Let us express H = o(K).  Recall that for H to be a subgroup of G', it
must be a nonempty subset of G' such that H is closed under the
operation of G', each h in H has an inverse contained in H, and the
identity element of G' is contained in H.  We are given that K is a
subgroup of G, hence it contains the identity element of G, each
element in it has an inverse, and it is closed under the operation of G.

Since o is an isomorphism, it is a homomorphism, and for e, y in K a
homomorphism must satisfy o(ey) = o(e)o(y).  In particular, for e is
the identity element of K and thus ey = e, then o(e) must also be the
identity element of G', as otherwise o(e)o(y) would not equal o(y).
Thus we know that H has the identity of G'.

# [MATERIAL]
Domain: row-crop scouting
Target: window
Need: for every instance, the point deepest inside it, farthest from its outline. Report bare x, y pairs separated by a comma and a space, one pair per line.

# [GIVEN TASK A]
In the subgroup proof, what is H defined to be?
# [GIVEN TASK B]
Resume the subgroup proof from where it stops.

# [EXERCISE RESPONSE A]
H = o(K).

# [EXERCISE RESPONSE B]
By assumption, all elements of H are of the form o(x) for x in G.  Let
us have two arbitrary elements of H, x and y.  By definition of o,
they are of the form o(x') = x, o(y') = y for x', y' in K.  But since
K is a subgroup it is closed and so x'y' in K, hence o(x'y') =
o(x')o(y'),  which shows that the product of any two elements of H is
in H.

Can you show that for any element x in H, its inverse is also in H?
It is helpful to remember that since K is a subgroup, each element in
K has a (unique) inverse in K.

If you have any problems with this or any other questions, please
write me back!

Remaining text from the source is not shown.